_Selected text_
● ● ●

Since the age of six, Previn* has been a refugee. During the Sri Lankan civil war in 1990, his family was forced to flee to Tamil Nadu in India, where they were called agathigal by the locals: refugee.
For more than 20 years they lived in a crowded refugee detention camp, without the same rights as Indians, so in March 2013 Previn boarded a boat to Australia. “It’s cruel in India,” he says. “Some of my friends told me Australia is a good place. I don’t know how they knew.”
Previn, 30, is the opening batsmen for Ocean 12, a cricket team established in 2013 by Noeline Nagle and the Blue Mountains Refugee Support Group. Previn and his 15 teammates are stuck in a kind of purgatory – waiting for the Australian Government to grant him refugee status so he can move off his bridging visa.
Previn started playing cricket in India with other Tamils, but he loves the Australian opposition. “I prefer to make friends with the Australians,” he explains. “I need to understand more of the slang English.”
Previn’s closest Australian friends are Noeline and her husband Paul. The Tamil men call her “auntie”, and she’s fiercely protective of her team. Whether it’s visa issues, cuts and grazes, emotional support or a place to stay for the night, Ocean 12 can always rely on Noeline. “It’s totally enriched my life,” she says. “If anything happened to these guys I think my whole world would just crumble. I don’t like to dwell on that.”
For 22 days Previn and his friends sailed on a small fishing boat to Australia via Indonesia. There were 92 other people on board and provisions for just one meal a day and precious little water. “We just talked about the future, then sleep and eat,” he says. “We got sick, it was very hot on the ocean. Our skin discolour and went very very dark. It was like God’s grace that we here.”
When they finally hit land, it wasn’t the Australia he expected. Rather than being free on the mainland, he was ferried to Christmas Island. “I didn’t know,” he laughs, “I was so confused. Is this Australia? It was like India in a detention centre.”
For three months he stayed locked away on Christmas Island, before moving to a different facility in Weipa, Queensland, where he stayed for another nine months. The guards were nice in Weipa, he says. On Christmas Island? “Horrible. Violent.”
At Weipa he met other Tamils, five of whom he lives with now in north-west Sydney. Two to a room with no rights to work, it’s Spartan living. “With my friends we just sit in our room for whole days and waste time. We just came out of the house for cricket on Saturdays and Sundays, but on the weekdays there was nothing to do.”

● ● ●

[Coordinate annotation entries]
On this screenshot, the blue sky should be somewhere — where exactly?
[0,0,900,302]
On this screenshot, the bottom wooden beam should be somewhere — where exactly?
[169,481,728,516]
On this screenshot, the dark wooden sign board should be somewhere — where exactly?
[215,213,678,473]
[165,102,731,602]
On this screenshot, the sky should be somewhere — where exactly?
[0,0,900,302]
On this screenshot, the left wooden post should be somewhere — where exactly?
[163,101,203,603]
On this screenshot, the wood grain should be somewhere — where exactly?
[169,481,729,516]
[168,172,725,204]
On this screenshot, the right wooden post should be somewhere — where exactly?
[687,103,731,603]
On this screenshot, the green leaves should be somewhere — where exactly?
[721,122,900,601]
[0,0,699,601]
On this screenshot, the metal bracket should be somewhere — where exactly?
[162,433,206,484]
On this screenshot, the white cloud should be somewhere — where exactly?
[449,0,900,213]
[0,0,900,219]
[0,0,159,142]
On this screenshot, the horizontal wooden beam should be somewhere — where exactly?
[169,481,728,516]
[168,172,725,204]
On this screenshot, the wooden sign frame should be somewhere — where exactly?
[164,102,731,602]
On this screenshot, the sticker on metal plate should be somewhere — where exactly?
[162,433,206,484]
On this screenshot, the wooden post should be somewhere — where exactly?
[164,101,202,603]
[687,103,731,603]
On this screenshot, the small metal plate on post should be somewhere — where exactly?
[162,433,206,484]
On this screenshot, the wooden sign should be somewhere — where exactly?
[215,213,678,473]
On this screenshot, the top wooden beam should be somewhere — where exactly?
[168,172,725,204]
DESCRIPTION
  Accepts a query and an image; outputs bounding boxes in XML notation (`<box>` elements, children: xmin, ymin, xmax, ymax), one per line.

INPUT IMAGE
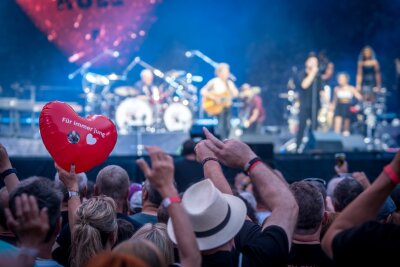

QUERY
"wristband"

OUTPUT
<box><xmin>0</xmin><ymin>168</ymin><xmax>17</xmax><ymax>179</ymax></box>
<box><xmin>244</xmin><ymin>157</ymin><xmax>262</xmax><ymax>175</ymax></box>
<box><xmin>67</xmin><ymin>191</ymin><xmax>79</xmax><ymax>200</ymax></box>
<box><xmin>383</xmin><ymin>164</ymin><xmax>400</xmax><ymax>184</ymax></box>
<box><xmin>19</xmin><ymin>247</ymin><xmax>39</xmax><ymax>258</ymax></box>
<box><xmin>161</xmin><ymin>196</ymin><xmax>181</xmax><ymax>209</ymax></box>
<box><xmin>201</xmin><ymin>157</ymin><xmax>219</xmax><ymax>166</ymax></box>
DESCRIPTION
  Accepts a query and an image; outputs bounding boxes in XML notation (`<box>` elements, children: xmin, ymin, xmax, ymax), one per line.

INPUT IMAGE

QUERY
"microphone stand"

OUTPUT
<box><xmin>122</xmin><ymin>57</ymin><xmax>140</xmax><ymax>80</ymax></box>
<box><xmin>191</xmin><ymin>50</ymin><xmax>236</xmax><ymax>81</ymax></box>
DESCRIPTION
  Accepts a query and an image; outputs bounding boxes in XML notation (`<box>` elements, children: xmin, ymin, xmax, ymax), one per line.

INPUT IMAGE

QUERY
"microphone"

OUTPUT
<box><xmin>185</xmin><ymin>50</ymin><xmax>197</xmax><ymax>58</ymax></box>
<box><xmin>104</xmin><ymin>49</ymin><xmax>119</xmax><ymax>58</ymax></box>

● ● ●

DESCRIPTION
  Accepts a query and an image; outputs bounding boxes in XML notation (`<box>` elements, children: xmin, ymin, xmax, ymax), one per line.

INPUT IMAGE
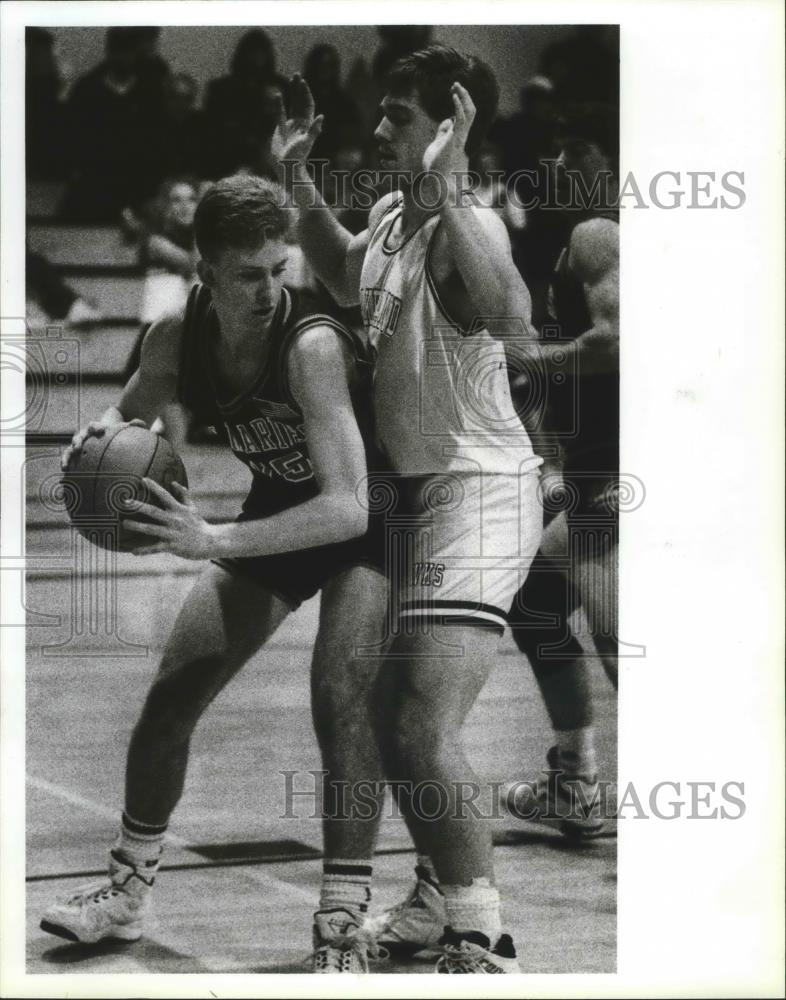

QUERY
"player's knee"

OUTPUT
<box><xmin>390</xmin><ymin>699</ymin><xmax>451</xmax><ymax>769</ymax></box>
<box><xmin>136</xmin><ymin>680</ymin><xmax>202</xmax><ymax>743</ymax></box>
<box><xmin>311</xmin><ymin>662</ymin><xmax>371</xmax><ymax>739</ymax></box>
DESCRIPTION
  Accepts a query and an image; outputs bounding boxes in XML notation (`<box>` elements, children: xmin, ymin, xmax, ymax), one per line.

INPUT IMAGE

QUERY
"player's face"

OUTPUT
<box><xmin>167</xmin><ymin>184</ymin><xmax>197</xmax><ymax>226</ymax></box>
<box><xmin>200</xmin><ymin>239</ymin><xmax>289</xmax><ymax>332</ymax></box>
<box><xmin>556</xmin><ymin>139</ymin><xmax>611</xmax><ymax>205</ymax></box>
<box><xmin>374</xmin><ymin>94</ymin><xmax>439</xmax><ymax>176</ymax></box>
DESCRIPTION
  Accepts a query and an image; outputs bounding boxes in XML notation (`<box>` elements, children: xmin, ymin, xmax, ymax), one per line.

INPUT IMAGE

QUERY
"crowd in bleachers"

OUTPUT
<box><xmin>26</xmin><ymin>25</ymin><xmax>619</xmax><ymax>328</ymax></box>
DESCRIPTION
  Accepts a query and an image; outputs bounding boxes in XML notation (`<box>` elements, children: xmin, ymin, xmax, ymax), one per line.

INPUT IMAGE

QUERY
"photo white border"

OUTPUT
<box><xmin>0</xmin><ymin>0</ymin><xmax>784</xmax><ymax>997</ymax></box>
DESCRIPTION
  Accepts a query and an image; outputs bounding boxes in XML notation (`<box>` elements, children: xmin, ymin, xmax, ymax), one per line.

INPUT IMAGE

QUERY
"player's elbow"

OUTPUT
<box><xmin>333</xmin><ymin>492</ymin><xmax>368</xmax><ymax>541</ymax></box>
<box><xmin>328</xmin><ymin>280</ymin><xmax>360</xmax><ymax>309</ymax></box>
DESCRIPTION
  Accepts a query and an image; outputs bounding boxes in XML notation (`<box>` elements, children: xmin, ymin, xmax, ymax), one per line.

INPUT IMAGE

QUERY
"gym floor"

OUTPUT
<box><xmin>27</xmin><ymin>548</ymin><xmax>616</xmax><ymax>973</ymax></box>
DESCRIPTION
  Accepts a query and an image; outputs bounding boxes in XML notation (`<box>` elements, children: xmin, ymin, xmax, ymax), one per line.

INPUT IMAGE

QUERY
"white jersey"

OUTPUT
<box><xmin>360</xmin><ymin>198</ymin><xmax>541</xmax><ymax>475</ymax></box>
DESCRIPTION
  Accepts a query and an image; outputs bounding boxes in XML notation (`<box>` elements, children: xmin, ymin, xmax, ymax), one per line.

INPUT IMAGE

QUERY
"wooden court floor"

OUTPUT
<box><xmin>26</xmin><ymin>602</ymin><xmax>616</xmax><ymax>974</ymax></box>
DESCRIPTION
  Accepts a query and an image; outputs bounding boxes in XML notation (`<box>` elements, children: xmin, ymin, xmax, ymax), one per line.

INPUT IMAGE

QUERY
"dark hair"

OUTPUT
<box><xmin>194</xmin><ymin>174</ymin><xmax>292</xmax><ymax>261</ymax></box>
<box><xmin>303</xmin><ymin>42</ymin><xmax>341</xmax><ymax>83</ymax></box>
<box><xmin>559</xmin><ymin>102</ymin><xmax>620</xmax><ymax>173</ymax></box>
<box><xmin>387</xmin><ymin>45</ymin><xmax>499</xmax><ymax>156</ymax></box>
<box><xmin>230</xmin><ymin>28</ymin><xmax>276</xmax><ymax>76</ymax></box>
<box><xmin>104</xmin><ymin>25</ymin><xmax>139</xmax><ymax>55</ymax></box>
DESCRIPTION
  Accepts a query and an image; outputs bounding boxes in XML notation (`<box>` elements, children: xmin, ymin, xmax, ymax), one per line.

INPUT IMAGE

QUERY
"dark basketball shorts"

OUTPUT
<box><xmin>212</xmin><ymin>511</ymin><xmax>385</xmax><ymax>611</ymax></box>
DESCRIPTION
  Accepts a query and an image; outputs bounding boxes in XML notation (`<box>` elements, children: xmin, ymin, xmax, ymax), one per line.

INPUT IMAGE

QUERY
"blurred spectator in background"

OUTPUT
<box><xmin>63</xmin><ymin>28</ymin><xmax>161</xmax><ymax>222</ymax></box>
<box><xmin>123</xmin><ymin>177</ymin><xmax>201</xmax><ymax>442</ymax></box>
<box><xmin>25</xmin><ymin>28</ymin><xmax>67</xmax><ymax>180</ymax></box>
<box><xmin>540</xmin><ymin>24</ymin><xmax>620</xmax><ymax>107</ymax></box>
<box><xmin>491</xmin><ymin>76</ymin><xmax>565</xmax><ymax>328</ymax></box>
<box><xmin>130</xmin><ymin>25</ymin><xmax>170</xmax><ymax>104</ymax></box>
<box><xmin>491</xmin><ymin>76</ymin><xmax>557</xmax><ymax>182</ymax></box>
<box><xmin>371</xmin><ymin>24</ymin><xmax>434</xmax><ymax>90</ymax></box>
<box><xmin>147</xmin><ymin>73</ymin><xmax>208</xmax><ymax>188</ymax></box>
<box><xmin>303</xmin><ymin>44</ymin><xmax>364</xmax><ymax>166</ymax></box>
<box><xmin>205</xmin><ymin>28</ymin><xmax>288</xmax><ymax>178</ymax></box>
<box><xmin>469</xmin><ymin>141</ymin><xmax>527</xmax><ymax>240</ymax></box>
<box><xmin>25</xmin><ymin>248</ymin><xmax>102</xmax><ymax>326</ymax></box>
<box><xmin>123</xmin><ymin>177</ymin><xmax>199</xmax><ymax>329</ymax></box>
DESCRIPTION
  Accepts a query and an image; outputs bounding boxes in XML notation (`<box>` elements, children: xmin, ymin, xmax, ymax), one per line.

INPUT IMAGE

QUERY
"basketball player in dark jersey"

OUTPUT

● ● ●

_Written exercise 1_
According to the Ocean 12 article, how many days did Previn and his friends spend sailing to Australia?
_Written exercise 2_
In the records, swap "wooden" for "timber" across the stretch from the line containing "On this screenshot, the blue" through the line containing "[165,102,731,602]", and write out only those lines with nothing else changed.

_Final result 1_
22 days.

_Final result 2_
On this screenshot, the blue sky should be somewhere — where exactly?
[0,0,900,302]
On this screenshot, the bottom timber beam should be somewhere — where exactly?
[169,481,728,516]
On this screenshot, the dark timber sign board should be somewhere — where exactly?
[215,213,678,473]
[165,102,731,602]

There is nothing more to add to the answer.